Job:
Rewrite everything in the records below from the line containing "Target: black wristwatch" down to the line containing "(1135, 702)", both lines included, and leave every request unchanged. Multiply each coordinate in the answers by 0.7 and round it to a whole number, with halves rounded up.

Task material:

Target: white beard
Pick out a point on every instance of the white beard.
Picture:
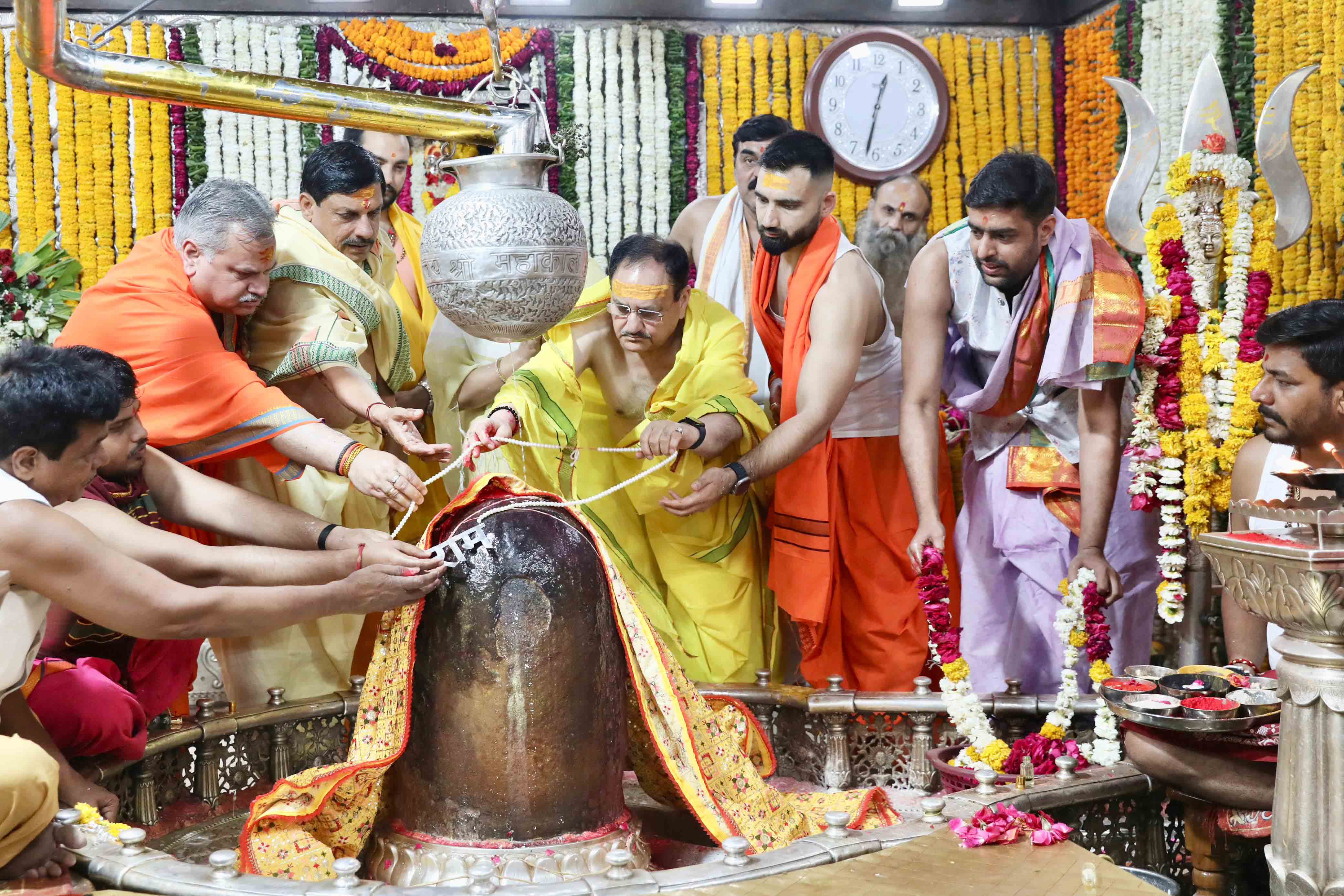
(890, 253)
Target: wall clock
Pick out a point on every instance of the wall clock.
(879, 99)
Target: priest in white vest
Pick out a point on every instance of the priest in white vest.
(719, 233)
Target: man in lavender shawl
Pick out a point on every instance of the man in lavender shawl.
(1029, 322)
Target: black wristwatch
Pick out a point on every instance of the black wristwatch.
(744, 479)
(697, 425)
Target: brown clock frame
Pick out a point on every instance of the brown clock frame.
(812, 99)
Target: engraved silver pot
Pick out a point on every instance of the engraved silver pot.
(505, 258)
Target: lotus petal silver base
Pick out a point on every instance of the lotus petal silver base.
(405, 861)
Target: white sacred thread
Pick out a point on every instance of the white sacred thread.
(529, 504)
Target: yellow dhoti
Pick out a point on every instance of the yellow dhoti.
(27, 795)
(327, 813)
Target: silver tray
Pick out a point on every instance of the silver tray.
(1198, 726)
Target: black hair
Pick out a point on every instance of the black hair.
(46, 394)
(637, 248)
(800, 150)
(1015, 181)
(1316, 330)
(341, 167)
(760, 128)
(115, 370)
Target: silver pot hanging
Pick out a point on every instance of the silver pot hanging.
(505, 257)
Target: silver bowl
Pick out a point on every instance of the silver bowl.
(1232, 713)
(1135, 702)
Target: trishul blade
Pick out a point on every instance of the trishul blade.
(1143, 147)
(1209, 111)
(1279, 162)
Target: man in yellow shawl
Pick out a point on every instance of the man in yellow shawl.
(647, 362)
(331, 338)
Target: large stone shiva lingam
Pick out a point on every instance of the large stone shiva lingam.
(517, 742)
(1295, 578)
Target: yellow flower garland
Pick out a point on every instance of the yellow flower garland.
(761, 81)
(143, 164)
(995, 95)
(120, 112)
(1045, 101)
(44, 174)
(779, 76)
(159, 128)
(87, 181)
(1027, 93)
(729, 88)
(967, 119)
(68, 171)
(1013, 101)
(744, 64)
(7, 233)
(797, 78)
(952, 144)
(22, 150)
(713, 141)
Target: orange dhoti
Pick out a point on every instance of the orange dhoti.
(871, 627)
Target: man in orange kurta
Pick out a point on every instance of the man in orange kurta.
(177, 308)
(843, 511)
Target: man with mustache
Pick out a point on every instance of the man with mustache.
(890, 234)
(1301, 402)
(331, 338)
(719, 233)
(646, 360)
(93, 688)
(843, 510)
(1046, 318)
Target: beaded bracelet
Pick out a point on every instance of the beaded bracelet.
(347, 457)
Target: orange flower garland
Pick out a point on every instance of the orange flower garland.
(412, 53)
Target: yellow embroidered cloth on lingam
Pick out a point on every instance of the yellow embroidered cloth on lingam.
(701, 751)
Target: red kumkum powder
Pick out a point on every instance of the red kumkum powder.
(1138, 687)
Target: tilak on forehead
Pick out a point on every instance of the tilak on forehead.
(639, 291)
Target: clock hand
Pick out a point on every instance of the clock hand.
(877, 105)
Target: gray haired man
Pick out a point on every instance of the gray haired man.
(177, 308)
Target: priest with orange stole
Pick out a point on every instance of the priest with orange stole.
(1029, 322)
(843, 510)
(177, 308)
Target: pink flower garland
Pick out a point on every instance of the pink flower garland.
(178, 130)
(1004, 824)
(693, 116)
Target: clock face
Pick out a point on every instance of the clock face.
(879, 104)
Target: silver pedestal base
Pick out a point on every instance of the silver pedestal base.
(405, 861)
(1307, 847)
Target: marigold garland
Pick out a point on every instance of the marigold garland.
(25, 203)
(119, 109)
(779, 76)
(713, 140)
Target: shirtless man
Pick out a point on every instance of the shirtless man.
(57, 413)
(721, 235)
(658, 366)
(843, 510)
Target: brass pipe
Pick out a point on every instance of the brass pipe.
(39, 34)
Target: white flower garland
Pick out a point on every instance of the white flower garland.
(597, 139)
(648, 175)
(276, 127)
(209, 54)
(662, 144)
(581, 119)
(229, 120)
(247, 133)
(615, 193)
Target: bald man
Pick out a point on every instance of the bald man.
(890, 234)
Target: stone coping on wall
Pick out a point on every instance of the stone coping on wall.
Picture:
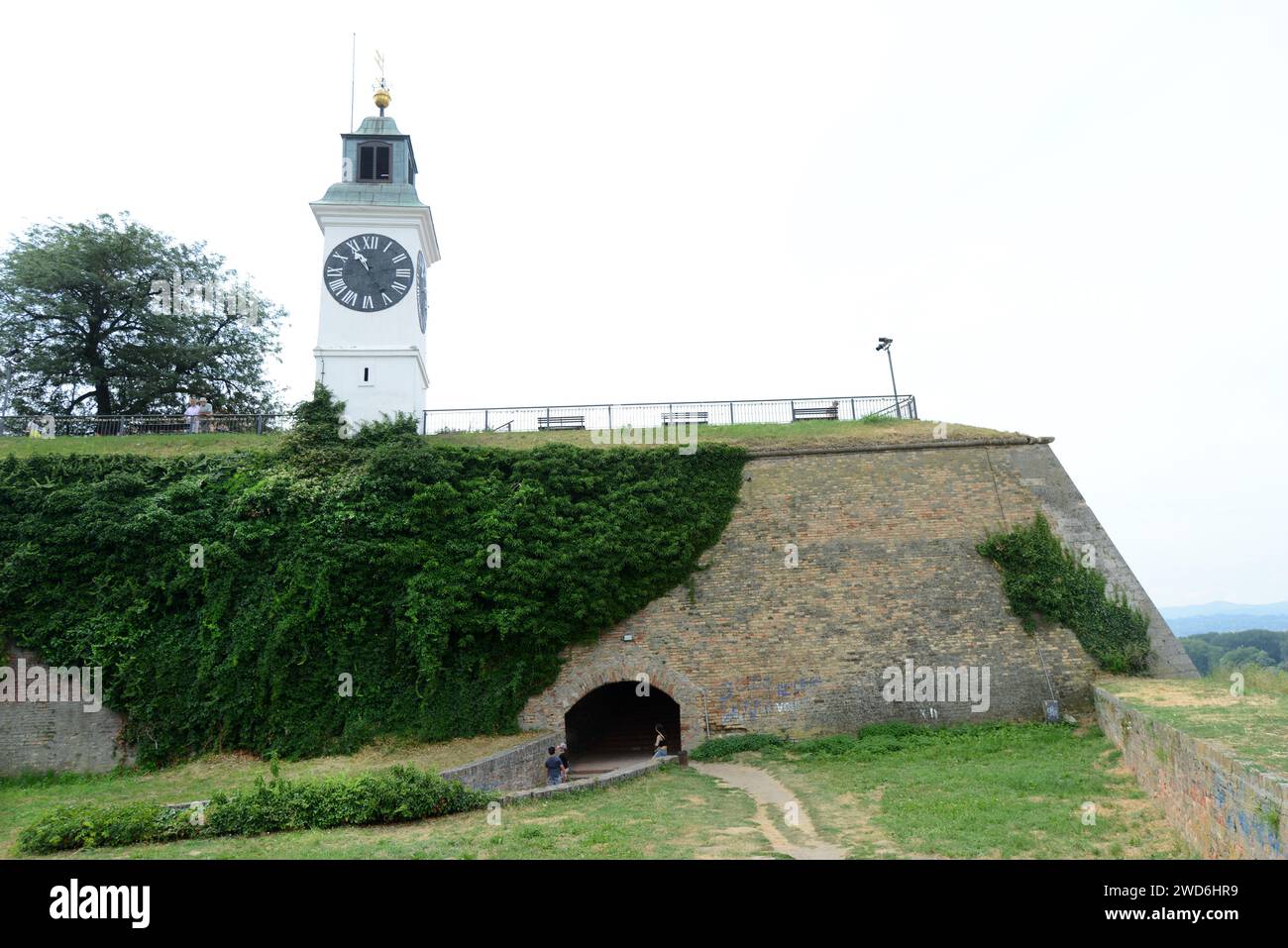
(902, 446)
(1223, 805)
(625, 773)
--
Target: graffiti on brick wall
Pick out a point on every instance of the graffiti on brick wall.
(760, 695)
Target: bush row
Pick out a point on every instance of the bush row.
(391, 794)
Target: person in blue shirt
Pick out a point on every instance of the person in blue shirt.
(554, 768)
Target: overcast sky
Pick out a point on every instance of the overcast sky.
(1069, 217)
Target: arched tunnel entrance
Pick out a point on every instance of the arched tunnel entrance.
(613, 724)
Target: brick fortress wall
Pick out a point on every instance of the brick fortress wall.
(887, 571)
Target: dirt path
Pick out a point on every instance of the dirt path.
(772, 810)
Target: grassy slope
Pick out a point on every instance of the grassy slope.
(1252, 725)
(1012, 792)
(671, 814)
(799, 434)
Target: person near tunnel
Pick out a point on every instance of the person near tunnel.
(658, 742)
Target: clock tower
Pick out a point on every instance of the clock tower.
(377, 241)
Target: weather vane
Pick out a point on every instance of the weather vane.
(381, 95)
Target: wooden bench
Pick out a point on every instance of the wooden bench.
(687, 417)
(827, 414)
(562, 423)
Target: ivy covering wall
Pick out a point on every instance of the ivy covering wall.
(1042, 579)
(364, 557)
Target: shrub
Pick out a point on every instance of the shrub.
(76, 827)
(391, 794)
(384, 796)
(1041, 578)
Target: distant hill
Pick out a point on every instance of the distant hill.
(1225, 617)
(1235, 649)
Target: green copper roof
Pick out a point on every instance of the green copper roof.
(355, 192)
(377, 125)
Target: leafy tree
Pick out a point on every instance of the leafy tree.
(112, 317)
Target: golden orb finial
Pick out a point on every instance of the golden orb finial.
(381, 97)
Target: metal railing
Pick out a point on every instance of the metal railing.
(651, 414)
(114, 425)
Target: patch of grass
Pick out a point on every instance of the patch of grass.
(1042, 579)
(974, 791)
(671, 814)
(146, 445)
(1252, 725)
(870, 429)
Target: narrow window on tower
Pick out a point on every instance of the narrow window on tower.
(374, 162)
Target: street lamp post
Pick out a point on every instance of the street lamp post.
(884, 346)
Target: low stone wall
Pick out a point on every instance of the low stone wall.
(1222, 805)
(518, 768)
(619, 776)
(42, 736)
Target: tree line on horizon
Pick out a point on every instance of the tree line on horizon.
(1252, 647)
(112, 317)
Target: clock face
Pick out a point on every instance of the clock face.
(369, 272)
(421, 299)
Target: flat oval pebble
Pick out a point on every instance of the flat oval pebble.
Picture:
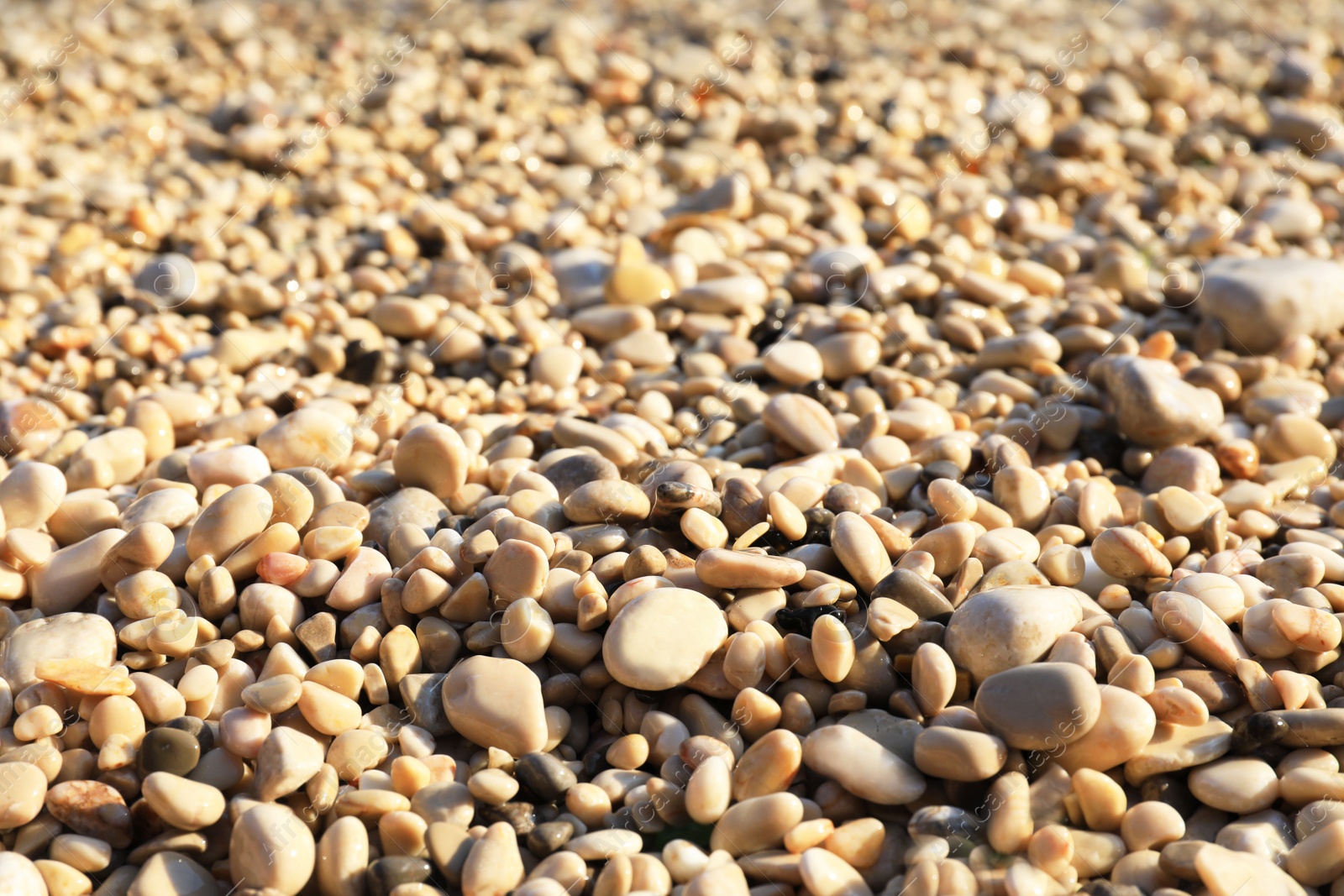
* * *
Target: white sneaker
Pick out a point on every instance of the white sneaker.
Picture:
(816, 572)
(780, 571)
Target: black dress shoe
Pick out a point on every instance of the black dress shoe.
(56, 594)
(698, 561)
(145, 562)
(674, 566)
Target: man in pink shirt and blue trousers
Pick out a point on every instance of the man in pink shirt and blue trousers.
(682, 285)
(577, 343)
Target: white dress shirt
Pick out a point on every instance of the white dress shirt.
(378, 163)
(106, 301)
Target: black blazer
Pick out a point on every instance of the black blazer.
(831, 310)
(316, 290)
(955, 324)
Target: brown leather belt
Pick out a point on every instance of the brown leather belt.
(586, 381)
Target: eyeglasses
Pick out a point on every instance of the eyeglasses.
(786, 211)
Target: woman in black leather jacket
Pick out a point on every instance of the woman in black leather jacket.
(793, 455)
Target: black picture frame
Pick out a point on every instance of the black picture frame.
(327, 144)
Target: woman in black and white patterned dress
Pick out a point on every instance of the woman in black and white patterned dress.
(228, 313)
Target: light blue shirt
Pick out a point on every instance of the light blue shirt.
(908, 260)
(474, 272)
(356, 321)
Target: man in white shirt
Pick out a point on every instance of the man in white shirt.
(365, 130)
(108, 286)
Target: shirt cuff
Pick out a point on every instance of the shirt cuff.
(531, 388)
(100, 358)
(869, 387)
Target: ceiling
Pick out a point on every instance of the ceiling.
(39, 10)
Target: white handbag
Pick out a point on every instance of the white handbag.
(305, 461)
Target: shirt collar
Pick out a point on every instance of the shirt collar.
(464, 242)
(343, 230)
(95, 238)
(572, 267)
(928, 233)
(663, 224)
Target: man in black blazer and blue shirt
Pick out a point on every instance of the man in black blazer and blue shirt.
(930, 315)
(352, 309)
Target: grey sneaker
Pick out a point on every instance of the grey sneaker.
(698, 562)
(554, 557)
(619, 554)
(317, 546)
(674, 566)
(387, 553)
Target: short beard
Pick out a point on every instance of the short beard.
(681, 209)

Result of this task:
Target: black wristwatch
Pick out a point on every instance of the black wristwatch.
(521, 335)
(488, 298)
Target: brown clock frame
Pick out a point on every instance of the brown clock frame.
(568, 69)
Target: engraved silver pot
Pick out a point on every instance of the engraved silver pot.
(354, 181)
Target: lotus petal silver base
Pick out a point on every instance of the lotus petal silver base.
(284, 603)
Target: white sacred thread
Pick out a point on every instance of the white sacred thread.
(370, 353)
Target: yellow dhoti
Pick out a point on every instance of the yellow dhoti.
(19, 557)
(229, 569)
Target: silver tray
Pick out a point on every instance of the silver tray.
(839, 508)
Target: black hair
Pick out a point on every instance of the black hair.
(32, 276)
(446, 174)
(560, 105)
(711, 127)
(921, 231)
(239, 117)
(532, 90)
(81, 259)
Target: silver pot hanging
Pick out a point on every instance of the silver pot hanging.
(354, 180)
Target: silver bowl
Pick out a point on every instance of the silver bowl.
(862, 499)
(795, 491)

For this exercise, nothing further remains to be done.